- Supplied passage
Enter Cambridge Analytica (CA), a company connected to a British firm called SCL Group, which provides governments, political groups and companies around the world with services ranging from military disinformation campaigns to social media branding and voter targeting. CA indirectly acquired Kosinksi’s model and method for his MyPersonality database without his consent.
Then, CA was hired by the Trump team to provide “dark advertising” that would sway undecided people toward a Trump vote. CA was able to access this data to search for specific profiles: “all anxious fathers, all angry introverts, for example—or maybe even all undecided Democrats.” See motherboard.vice.com/en_us/article/big-data-cambridge-analytica-brexit-trump
Steve Bannon sits on the board for Cambridge Analytica.
“We are thrilled that our revolutionary approach to data-driven communication has played such an integral part in President-elect Trump’s extraordinary win,” Alexander James Ashburner Nix was quoted as saying. According to Motherboard, “His company wasn’t just integral to Trump’s online campaign, but to the UK’s Brexit campaign as well.” In Nix’s own words, it worked like this: “At Cambridge,” he said, “we were able to form a model to predict the personality of every single adult in the United States of America.”
The report continues, “according to Nix, the success of Cambridge Analytica’s marketing is based on a combination of three elements: behavioral science using the OCEAN Model, Big Data analysis, and ad targeting. Ad targeting is personalized advertising, aligned as accurately as possible to the personality of an individual consumer.” Then these same consumers receive “dark posts”-or, advertisements specifically devised for them, and that cannot be viewed by anyone else other than that person.
Where did the Big Five Theory come from?
Dr. Raymond Cattell is regaled in Western culture for his so called notable contributions to the field of intelligence assessment (IQ and personality work). Despite his direct and profound relationship to the eugenics movement and his recognition by the Nazi Party for the birth of The Beyondists, his work is benignly promoted in scholarly circles. But the fact that he is professionally legitimized does not make him any less the racist he was. And his contributions toward racist practices live on. He has two notable theories of personality development and measurement entitled The Big Five Theory and the Sixteen Personality Factor Questionnaire (16PF).

- Required task A
According to the passage on Cambridge Analytica, what does Nix say the company's marketing success rests on? Answer in one to three sentences.
- Required task B
Continue the passage on Cambridge Analytica and the Big Five Theory from after its last sentence.
The material that comes next plays no part in this work.

- Coordinate annotation records
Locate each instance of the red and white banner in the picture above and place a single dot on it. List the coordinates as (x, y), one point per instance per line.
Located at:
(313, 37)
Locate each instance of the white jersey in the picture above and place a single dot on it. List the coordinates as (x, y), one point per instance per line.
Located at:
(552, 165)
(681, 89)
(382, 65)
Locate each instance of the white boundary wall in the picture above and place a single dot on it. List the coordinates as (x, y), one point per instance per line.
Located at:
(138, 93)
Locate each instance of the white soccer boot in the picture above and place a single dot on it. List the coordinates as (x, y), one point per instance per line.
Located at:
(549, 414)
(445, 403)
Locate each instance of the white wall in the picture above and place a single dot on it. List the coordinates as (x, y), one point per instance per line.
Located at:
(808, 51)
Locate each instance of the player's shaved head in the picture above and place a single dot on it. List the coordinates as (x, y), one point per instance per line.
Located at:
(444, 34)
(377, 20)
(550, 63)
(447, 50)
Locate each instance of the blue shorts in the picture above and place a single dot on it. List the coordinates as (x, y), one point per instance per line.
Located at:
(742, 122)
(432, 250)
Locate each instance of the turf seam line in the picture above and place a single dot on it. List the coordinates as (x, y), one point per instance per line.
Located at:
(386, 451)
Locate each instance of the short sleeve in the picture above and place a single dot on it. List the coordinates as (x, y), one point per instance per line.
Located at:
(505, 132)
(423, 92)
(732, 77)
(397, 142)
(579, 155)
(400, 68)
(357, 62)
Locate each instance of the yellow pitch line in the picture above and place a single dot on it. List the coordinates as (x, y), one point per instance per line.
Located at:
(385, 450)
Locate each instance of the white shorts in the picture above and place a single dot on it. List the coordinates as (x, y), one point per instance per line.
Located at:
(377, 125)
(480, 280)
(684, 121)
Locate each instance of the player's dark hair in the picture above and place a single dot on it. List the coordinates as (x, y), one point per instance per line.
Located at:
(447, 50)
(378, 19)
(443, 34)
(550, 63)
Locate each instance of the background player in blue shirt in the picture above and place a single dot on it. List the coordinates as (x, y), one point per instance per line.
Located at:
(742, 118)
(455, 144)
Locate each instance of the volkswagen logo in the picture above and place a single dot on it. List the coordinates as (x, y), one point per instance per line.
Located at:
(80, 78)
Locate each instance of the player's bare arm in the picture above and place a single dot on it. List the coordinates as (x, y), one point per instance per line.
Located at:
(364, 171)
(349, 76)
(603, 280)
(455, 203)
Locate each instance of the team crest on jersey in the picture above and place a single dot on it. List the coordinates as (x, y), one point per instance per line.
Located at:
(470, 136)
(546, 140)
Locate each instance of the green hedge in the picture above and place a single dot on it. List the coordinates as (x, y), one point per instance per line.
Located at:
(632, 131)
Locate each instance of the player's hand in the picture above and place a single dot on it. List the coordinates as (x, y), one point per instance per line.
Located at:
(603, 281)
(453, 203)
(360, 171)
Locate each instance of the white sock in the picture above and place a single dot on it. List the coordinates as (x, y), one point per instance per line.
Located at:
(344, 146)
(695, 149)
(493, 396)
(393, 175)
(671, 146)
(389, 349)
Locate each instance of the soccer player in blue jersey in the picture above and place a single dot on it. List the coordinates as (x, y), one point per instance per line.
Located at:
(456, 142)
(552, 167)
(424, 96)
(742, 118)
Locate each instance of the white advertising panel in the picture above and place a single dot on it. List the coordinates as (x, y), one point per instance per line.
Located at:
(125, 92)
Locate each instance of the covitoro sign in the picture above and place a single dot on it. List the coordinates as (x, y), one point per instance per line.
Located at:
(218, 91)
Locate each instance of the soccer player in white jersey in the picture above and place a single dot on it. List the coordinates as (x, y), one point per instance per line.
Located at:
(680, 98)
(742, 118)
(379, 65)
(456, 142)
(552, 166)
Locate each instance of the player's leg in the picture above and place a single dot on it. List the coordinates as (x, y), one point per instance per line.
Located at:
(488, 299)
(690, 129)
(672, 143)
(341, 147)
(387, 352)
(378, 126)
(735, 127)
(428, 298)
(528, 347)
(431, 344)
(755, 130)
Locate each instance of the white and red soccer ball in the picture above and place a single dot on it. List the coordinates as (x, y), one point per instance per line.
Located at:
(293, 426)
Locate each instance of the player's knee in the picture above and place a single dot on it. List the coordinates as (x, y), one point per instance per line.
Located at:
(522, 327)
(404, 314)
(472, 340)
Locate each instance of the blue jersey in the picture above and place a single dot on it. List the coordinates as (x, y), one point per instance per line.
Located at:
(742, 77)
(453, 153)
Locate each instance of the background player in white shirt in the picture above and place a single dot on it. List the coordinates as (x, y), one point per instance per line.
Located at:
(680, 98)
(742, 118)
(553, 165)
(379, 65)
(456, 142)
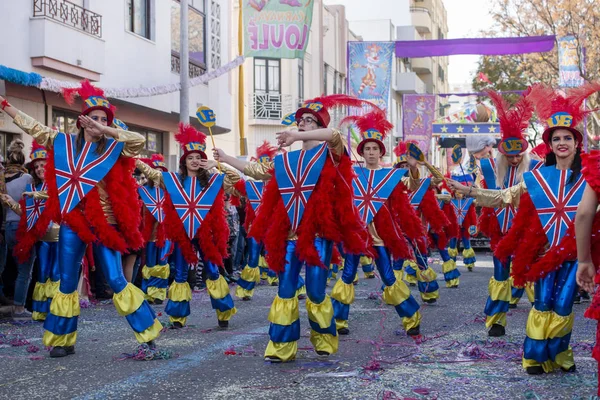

- Answer A
Nix attributes the success of Cambridge Analytica's marketing to a combination of three elements: behavioral science using the OCEAN Model, Big Data analysis, and ad targeting. Ad targeting is personalized advertising aligned as accurately as possible to the personality of an individual consumer.

- Answer B
The way that OCEANS Five Factors personality data from our students can be used:
The recent trend toward a “grit narrative,” hailed by Angela Duckworth and others, has been gobbled up by school districts around the country. The OCEANS model is used widely by schools and other institutions internationally.
“The grit measure has been compared to the Big Five personality model, which are a group of broad personality dimensions consisting of openness to experience (aka openness), conscientiousness, extraversion, agreeableness, and neuroticism.”
(citation: Cattell, R. B.; Marshall, MB; Georgiades, S (1957). “Personality and motivation: Structure and measurement”. Journal of Personality Disorders. 19 (1): 53–67. doi:10.1521/pedi.184.108.40.206180. PMID 15899720.
There is a growing emphasis on the “affective” learning of students. Some examples include: “ETS’ SuccessNavigator assessment and ACT’s Engage College Domains and Scales Overview … the broader domains in these models are tied to those areas of the big five personality theory.”
While “grit” has been exposed for the racist narrative it is, it’s also a direct by-product of the same OCEANS framework used to control, predict and manipulate voters. If this data can sway major national elections and change the global trajectory of history, imagine what such data, gathered on children, day after day, year after year, could yield for corporations and government interests.
Watch the video from Jesse Schell, gaming CEO, to see exactly where this can go. As Schell says “your shopping data is a goldmine” and it’s only a matter of time before gaming companies and gaming behavior interface with our daily consumer and behavioral choices. You can get points for simply brushing your teeth long enough when product brands partner with gaming systems.”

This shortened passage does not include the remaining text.